INSTRUCTIONS FOR THE TASK: Copy each line of the following data that contains "building".

DATA FOR ANALYSIS:
━━━━

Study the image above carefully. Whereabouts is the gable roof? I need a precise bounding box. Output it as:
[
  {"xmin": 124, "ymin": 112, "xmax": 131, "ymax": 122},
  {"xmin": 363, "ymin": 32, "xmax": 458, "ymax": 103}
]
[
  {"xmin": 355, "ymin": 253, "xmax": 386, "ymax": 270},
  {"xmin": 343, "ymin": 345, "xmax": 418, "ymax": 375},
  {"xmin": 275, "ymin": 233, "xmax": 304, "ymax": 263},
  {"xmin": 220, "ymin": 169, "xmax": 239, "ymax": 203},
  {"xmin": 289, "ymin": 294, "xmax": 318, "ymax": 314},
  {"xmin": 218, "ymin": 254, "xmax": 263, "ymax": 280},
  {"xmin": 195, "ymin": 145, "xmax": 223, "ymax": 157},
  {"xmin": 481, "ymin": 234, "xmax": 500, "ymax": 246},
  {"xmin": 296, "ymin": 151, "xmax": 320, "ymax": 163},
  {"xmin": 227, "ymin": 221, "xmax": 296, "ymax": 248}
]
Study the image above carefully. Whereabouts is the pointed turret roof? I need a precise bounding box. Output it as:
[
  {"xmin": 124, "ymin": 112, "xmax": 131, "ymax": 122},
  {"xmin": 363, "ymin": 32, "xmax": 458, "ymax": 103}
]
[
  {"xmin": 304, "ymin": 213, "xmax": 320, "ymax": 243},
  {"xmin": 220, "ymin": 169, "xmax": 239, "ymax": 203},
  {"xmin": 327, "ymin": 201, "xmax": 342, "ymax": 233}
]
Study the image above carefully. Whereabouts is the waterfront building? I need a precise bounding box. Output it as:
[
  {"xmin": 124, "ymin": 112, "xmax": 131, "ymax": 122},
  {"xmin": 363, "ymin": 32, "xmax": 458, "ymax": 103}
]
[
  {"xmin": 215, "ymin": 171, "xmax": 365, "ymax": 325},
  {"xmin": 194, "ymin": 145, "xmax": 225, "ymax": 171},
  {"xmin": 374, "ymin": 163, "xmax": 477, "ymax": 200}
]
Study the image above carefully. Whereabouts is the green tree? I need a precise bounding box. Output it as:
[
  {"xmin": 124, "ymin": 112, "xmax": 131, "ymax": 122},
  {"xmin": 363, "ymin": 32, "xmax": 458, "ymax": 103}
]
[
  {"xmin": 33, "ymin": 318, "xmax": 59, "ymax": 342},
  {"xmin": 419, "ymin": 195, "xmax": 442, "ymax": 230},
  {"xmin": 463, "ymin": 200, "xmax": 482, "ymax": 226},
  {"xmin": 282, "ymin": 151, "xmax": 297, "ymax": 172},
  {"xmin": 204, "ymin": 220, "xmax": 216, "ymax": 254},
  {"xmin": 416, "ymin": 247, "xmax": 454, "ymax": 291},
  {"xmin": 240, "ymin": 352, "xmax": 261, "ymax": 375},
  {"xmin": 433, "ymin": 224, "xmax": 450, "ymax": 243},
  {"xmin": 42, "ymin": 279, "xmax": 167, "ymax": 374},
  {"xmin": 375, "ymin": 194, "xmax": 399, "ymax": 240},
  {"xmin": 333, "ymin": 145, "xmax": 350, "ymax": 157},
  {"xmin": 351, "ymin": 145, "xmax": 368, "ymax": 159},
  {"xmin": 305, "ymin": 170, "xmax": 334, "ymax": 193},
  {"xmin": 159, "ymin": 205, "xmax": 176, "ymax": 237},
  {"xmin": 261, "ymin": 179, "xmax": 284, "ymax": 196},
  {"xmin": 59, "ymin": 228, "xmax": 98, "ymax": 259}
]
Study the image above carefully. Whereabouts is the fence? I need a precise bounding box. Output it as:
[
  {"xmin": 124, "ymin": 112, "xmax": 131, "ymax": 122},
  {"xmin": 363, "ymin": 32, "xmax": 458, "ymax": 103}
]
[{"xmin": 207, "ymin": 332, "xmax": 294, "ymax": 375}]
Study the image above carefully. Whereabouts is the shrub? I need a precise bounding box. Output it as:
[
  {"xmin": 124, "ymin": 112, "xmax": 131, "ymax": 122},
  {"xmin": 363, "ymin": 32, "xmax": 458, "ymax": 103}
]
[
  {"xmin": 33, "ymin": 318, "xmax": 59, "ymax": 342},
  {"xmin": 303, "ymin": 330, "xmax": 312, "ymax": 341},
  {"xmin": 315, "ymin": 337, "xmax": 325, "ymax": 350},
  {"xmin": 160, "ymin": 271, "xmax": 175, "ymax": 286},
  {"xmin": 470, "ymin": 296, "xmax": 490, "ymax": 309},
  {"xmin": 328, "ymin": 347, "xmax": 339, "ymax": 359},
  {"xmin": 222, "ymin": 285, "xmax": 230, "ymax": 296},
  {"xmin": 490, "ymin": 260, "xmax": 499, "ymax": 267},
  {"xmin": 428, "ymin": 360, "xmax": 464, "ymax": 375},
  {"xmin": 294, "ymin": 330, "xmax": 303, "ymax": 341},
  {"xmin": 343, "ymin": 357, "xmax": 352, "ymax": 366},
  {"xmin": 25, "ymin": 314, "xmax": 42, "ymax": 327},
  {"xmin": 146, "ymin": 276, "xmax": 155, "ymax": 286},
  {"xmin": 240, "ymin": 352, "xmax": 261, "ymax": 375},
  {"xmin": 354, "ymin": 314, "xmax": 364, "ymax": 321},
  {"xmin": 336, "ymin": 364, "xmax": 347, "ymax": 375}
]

━━━━

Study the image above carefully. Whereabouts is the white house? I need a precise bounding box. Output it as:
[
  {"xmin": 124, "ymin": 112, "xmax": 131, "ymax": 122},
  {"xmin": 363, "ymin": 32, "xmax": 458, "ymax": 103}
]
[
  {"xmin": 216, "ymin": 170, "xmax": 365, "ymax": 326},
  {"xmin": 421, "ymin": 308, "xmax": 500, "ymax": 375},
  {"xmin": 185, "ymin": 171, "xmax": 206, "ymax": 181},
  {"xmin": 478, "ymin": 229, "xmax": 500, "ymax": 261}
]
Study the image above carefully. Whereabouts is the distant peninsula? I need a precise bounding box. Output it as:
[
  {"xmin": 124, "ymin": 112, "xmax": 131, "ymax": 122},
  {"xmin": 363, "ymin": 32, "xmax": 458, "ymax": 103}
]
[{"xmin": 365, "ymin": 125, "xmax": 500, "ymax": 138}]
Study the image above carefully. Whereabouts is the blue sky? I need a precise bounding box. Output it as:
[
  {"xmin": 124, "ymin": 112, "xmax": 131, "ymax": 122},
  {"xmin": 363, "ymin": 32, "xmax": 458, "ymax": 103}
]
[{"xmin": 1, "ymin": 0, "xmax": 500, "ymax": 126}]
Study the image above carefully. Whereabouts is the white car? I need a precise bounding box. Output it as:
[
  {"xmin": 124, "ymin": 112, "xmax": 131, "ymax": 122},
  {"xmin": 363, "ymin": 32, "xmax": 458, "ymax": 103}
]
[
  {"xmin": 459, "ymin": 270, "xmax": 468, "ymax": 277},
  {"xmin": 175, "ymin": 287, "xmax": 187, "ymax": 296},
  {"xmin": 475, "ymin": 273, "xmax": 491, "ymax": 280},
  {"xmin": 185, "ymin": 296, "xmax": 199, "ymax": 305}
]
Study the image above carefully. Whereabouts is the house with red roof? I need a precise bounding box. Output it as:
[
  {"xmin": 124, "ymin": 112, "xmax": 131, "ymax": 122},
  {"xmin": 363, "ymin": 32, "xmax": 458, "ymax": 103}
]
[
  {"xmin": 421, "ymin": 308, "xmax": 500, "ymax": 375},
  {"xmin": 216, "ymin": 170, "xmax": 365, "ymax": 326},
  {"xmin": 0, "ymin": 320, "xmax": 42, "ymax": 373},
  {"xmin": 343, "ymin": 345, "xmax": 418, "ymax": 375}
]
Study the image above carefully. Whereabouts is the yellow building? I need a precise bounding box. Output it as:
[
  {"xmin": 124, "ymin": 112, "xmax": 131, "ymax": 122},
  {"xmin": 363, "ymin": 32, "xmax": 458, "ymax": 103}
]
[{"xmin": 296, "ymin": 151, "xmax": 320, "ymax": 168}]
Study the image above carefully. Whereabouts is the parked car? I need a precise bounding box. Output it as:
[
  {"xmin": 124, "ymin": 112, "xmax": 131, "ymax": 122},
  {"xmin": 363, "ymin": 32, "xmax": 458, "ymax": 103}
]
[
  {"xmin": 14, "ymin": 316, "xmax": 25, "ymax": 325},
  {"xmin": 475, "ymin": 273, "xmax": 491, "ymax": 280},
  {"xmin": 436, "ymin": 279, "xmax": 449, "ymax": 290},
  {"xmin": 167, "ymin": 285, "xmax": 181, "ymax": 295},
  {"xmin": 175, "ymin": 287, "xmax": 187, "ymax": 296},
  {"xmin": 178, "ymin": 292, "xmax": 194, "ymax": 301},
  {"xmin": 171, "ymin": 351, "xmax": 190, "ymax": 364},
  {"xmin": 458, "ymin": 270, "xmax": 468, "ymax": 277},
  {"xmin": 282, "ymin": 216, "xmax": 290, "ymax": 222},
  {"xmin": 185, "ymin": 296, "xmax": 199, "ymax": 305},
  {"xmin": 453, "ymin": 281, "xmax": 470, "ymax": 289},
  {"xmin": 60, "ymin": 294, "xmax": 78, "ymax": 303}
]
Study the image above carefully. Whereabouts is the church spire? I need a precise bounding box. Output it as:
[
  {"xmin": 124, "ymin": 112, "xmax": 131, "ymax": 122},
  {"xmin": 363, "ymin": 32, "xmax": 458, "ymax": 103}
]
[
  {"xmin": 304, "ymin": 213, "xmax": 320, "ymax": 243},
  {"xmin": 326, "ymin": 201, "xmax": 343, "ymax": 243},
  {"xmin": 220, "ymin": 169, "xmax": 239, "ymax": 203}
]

━━━━

OUTPUT FOR THIS TASK:
Study the image above carefully. Whereabouts is the waterfront building? I need a precise bounding box. Output it as:
Study the image above carefully. Whereabouts is the yellow building? I need a precise bounding box. Output it as:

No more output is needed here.